Stated problem. Rewrite the listing below as a JSON list of strings, one string per line, leaving out any blank lines.

Pointing entries for named objects.
>>>

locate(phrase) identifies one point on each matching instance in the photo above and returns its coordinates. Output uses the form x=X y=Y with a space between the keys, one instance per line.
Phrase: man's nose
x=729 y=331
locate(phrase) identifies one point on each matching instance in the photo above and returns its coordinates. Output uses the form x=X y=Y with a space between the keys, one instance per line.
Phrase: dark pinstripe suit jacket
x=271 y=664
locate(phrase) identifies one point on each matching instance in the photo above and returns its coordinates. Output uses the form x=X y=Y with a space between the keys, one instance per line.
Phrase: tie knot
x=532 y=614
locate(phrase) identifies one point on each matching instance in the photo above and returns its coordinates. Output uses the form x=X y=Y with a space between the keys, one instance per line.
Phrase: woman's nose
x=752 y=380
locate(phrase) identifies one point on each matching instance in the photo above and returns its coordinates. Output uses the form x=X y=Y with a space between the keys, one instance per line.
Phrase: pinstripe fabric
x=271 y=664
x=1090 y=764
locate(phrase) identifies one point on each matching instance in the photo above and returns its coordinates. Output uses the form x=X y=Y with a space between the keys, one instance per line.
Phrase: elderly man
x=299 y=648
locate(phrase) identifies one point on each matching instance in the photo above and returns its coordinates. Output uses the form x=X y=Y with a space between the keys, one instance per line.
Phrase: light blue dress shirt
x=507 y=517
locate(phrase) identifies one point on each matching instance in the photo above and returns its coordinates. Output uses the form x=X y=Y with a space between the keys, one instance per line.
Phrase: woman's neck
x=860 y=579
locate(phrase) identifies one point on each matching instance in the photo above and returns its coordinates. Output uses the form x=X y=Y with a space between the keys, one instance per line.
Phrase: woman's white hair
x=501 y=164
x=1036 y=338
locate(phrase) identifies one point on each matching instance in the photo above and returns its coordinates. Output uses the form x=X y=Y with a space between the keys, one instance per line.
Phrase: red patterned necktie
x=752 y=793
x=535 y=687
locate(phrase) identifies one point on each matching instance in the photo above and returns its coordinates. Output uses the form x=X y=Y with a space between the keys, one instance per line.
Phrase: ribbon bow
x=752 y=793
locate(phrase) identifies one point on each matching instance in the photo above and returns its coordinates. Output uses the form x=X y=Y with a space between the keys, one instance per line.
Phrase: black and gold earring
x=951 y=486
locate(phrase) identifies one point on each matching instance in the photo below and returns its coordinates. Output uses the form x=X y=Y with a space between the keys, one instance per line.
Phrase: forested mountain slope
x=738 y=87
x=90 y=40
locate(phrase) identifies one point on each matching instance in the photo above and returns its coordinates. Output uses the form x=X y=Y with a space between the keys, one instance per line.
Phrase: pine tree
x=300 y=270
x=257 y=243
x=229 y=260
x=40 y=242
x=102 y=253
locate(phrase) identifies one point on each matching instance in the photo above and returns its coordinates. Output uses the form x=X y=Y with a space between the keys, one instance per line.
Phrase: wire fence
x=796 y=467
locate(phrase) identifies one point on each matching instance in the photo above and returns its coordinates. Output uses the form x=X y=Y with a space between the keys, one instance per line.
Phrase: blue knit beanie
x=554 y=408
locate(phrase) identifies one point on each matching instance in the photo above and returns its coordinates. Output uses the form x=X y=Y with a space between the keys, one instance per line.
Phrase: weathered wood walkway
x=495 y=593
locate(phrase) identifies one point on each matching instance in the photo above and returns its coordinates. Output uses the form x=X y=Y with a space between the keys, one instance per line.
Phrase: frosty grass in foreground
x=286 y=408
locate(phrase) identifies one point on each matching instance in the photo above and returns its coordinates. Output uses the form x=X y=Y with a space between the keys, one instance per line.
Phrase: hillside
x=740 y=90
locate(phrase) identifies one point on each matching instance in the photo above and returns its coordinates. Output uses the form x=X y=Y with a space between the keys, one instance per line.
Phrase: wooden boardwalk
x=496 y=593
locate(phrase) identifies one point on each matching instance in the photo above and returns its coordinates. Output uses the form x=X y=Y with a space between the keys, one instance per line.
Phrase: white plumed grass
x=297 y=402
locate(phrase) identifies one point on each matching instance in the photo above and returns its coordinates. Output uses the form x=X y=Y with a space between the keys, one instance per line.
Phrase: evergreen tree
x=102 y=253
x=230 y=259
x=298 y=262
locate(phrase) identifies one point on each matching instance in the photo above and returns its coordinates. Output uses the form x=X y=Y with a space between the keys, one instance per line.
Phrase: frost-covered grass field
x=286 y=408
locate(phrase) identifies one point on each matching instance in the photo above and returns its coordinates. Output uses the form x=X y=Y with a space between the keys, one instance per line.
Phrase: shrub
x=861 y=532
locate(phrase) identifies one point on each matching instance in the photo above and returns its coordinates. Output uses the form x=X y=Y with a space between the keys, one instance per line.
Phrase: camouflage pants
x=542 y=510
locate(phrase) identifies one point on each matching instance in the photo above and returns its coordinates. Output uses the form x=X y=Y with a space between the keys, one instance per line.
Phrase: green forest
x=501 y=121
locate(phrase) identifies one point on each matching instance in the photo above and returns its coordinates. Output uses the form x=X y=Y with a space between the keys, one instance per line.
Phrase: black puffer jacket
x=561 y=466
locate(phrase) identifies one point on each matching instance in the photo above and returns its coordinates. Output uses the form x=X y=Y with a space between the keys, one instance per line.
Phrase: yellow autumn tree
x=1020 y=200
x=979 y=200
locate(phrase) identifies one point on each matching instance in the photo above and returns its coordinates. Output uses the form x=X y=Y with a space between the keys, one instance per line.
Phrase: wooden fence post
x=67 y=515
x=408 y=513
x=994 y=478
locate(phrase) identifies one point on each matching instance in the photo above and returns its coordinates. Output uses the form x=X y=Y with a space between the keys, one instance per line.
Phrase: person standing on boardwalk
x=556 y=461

<<<

Output of the task.
[
  "locate(phrase) identifies one point on each matching instance in the photo above and returns its coordinates. Output uses the form x=X y=Y with a space between the keys, one instance per line.",
  "Phrase: man's nose",
  "x=729 y=331",
  "locate(phrase) identifies one point on each matching instance in the photo above and returns its coordinates. Output uses the form x=X y=Y with a space between the keys, one instance per line.",
  "Phrase: dark pinstripe suit jacket",
  "x=271 y=664",
  "locate(phrase) identifies one point on each matching instance in the photo above and returns its coordinates. Output uses the form x=X y=Y with a space between the keys, one instance per line.",
  "Phrase: tie knot",
  "x=532 y=614",
  "locate(phrase) identifies one point on each matching instance in the photo above and returns its coordinates. Output uses the form x=X y=Y with a space between the keys, one instance per line.",
  "Phrase: woman's nose",
  "x=752 y=380",
  "locate(phrase) identifies one point on each matching instance in the photo above and returns its coordinates. Output uses the form x=X y=Y with a space between the keys, one instance per line.",
  "Phrase: pinstripe fabric",
  "x=271 y=664",
  "x=1090 y=764",
  "locate(phrase) identifies one point on each matching instance in the photo above and returns its coordinates. Output uses the form x=X y=Y with a space between the keys, one instance per line.",
  "Phrase: elderly man",
  "x=299 y=648",
  "locate(phrase) identifies one point on each matching instance in the photo above and returns its coordinates. Output uses the form x=X y=Y with a space between the keys, one instance per line.",
  "Phrase: light blue dress shirt",
  "x=507 y=517",
  "locate(phrase) identifies one point on each matching instance in the photo above and returns its coordinates. Output uses the form x=X y=Y with a space between the keys, one instance per line.",
  "Phrase: woman's neck",
  "x=860 y=579",
  "locate(phrase) identifies one point on each matching instance in the photo above and returns its coordinates. Output uses the form x=X y=Y with a space between the keys, one instance per line.",
  "Phrase: woman's white hair",
  "x=501 y=164",
  "x=1036 y=338",
  "locate(phrase) identifies one point on each matching instance in the photo above and returns its coordinates. Output uses the form x=X y=Y with a space between the keys, one instance per line.",
  "Phrase: red patterned necktie",
  "x=752 y=793",
  "x=535 y=687",
  "locate(phrase) identifies one point on each matching instance in the photo above and returns its coordinates. Output uses the form x=X y=Y with a space between the keys, one instance per line.",
  "Phrase: ribbon bow",
  "x=752 y=793",
  "locate(phrase) identifies one point on each matching instance in the photo above and returns its coordinates. Output uses the form x=X y=Y with a space between the keys, one instance per line.",
  "Phrase: black and gold earring",
  "x=951 y=486",
  "locate(phrase) identifies one point on each matching instance in the photo below and returns its coordinates. Output uses the form x=X y=Y with a space between the keys, one instance per line.",
  "Phrase: forested mountain slope",
  "x=738 y=87",
  "x=90 y=40",
  "locate(phrase) identifies one point on each matching instance in the photo above and returns its coordinates. Output uses the form x=X y=Y with a space between the keys, one instance per line.",
  "Phrase: pine tree",
  "x=300 y=270",
  "x=257 y=243",
  "x=229 y=260",
  "x=40 y=242",
  "x=102 y=253",
  "locate(phrase) identifies one point on each matching instance in the photo above and returns its coordinates. Output uses the form x=X y=Y with a space between the keys, one instance per line.",
  "Phrase: wire fence",
  "x=796 y=467",
  "locate(phrase) identifies one point on each matching instance in the photo above and returns its coordinates. Output uses the form x=X y=Y with a space between the keys, one instance per line.",
  "Phrase: blue knit beanie",
  "x=554 y=408",
  "locate(phrase) identifies one point on each matching instance in the photo above and returns its coordinates. Output uses the form x=X y=Y with a space between the keys, one instance per line.",
  "Phrase: weathered wood walkway",
  "x=495 y=593",
  "locate(phrase) identifies one point on each matching instance in the photo above and returns its coordinates. Output uses the form x=X y=Y with a space between the keys, one instance per line.",
  "Phrase: frosty grass in foreground",
  "x=286 y=408",
  "locate(phrase) identifies one point on each matching instance in the photo above and returns its coordinates. Output uses the form x=X y=Y with a space between the keys, one instance per line.",
  "Phrase: hillside",
  "x=740 y=90",
  "locate(phrase) identifies one point on each matching instance in the photo above and returns its coordinates. Output uses the form x=X y=Y with a space between the keys, one instance per line.",
  "Phrase: wooden boardwalk",
  "x=496 y=593",
  "locate(phrase) identifies one point on each matching instance in the photo above and returns its coordinates. Output uses the form x=X y=Y with a space between the keys, one instance per line.",
  "Phrase: white plumed grass",
  "x=297 y=402",
  "locate(phrase) identifies one point on each matching instance in the photo above and returns its coordinates. Output uses the form x=X y=Y with a space between the keys, one instance per line.",
  "Phrase: evergreen tree",
  "x=102 y=253",
  "x=230 y=259",
  "x=298 y=262",
  "locate(phrase) identifies one point on each matching instance in the photo above and returns its coordinates. Output uses the form x=X y=Y with a space between the keys, one instance per line.",
  "Phrase: frost-covered grass field",
  "x=286 y=408",
  "locate(phrase) identifies one point on each matching instance in the photo above and returns its coordinates. Output uses the form x=X y=Y with a space between the keys, one instance per line.",
  "Phrase: shrub",
  "x=861 y=532",
  "locate(phrase) identifies one point on each matching instance in the photo above and returns its coordinates. Output uses the form x=X y=Y with a space between the keys, one instance per line.",
  "Phrase: camouflage pants",
  "x=542 y=510",
  "locate(phrase) identifies one point on each matching instance in the photo above and returns its coordinates. Output uses the form x=X y=Y with a space between the keys, one instance per line.",
  "Phrase: green forest",
  "x=501 y=121",
  "locate(phrase) identifies one point on each matching instance in the photo above and returns its coordinates. Output uses the form x=X y=Y with a space between the keys, one instance per line.",
  "Phrase: black puffer jacket",
  "x=561 y=466",
  "locate(phrase) identifies one point on each matching instance in the photo above and returns its coordinates. Output uses the form x=X y=Y with a space between the keys, one instance per line.",
  "Phrase: yellow autumn tree",
  "x=1020 y=200",
  "x=979 y=200",
  "locate(phrase) identifies one point on each matching instance in the photo above and returns its coordinates. Output uses the form x=X y=Y with a space between the keys, one instance per line.",
  "Phrase: wooden fence post",
  "x=67 y=515",
  "x=408 y=513",
  "x=994 y=478",
  "locate(phrase) identifies one point on each matching instance in the photo above and returns its coordinates. Output uses the form x=X y=Y with a space between the keys, one instance per line.",
  "Phrase: person standing on boardwalk",
  "x=556 y=461"
]